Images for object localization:
[Start of section]

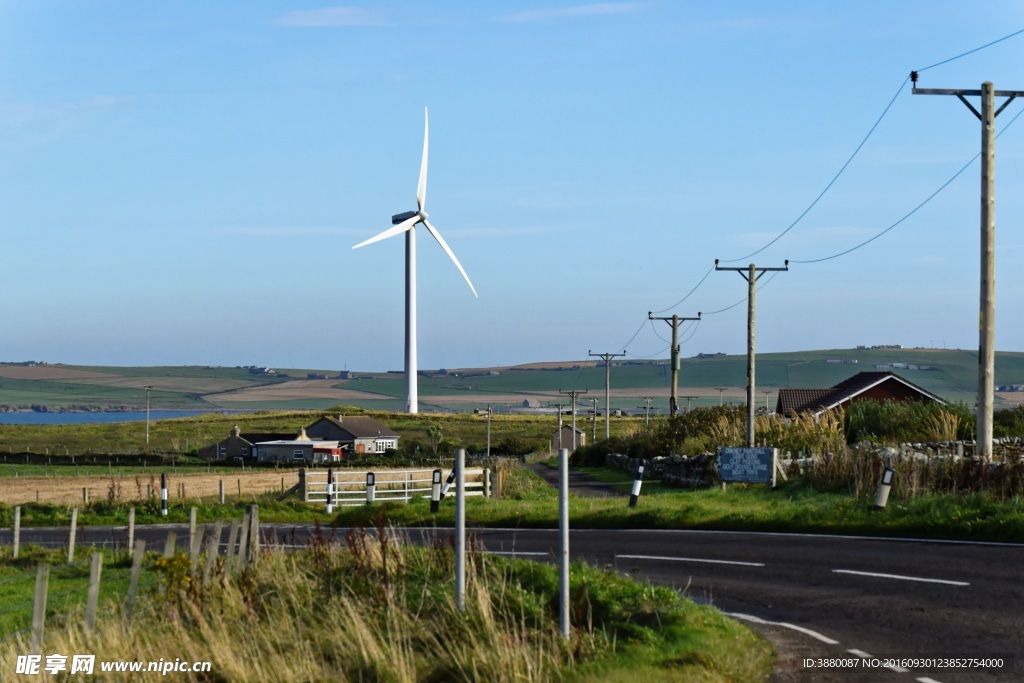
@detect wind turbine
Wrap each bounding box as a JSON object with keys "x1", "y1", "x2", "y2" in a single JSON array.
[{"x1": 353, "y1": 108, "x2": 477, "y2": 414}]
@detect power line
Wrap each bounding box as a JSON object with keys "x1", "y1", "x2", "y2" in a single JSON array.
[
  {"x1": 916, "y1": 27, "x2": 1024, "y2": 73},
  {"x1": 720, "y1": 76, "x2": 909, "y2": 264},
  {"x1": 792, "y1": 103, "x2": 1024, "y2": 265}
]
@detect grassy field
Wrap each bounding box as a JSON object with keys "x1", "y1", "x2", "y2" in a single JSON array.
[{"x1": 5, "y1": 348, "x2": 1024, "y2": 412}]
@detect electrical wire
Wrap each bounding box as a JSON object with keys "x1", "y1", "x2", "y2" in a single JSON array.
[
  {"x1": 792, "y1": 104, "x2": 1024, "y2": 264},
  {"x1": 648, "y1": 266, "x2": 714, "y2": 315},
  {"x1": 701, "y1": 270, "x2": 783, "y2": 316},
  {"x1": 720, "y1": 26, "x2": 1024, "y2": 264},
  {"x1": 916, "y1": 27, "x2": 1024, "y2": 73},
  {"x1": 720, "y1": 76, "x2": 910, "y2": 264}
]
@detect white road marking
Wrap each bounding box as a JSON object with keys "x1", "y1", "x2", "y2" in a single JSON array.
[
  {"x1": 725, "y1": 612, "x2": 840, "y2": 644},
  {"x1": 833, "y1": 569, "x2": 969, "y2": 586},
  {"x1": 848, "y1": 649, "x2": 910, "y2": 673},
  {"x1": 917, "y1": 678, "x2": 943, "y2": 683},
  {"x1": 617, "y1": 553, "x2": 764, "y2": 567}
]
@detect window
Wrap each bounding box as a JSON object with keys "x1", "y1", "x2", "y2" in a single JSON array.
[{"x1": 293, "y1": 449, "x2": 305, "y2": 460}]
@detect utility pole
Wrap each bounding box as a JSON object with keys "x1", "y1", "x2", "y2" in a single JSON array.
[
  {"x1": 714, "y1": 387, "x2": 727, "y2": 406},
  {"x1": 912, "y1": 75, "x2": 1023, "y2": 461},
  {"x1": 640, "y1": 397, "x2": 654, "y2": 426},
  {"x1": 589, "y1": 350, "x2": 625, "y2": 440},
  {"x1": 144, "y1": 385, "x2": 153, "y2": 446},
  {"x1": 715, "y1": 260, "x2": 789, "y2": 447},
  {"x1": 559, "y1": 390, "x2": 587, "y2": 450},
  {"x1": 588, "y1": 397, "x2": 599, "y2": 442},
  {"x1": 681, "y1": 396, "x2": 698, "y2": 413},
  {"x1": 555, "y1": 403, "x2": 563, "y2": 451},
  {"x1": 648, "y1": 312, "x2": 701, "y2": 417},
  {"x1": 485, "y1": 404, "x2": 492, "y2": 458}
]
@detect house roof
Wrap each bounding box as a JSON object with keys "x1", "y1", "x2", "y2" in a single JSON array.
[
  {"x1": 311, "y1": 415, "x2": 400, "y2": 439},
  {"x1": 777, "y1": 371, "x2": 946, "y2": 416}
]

[End of section]

• [WHAT NEEDS TO BE DONE]
Which lines of the data contain the word "detect"? Copy each one.

• [REPLY]
@detect wind turbine
@detect power line
@detect grassy field
@detect electrical wire
@detect white road marking
@detect window
@detect utility pole
@detect house roof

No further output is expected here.